### INFORMATION SHOWN:
/---
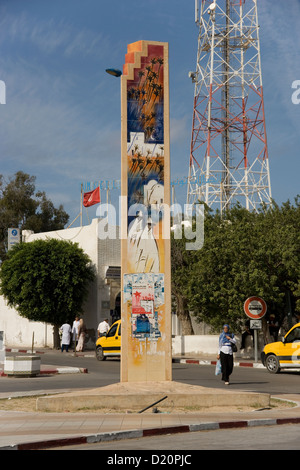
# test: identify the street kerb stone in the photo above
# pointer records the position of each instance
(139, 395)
\---
/---
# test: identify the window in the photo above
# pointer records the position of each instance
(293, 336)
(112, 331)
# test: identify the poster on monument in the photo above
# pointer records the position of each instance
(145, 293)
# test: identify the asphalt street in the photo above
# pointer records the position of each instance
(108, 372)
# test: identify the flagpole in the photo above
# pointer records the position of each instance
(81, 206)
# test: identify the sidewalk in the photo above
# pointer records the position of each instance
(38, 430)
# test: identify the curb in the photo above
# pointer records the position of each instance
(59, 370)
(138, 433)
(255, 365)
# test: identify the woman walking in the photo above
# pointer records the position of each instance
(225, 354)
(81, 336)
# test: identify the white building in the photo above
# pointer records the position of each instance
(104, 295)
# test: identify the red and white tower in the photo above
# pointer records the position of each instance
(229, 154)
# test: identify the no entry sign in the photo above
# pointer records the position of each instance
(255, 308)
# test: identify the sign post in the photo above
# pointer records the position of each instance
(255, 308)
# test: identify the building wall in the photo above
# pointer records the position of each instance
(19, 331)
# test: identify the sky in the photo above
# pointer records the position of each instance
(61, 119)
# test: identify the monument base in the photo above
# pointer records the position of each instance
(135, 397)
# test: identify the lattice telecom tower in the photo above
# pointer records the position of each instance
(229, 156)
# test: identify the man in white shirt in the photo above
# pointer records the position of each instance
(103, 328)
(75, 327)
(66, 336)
\---
### ABOUT THIS EXERCISE:
Every line above from the line with "# test: identify the no" to the line with "# test: identify the building", inclusive, must be returned exactly; no other line belongs in the reply.

### RESULT OF THIS TASK:
# test: identify the no entry sign in the photo above
# pointer records the position of each instance
(255, 308)
# test: identify the sign post in the photo above
# pointer records the position of each instance
(255, 308)
# test: identify the building wall in the photo above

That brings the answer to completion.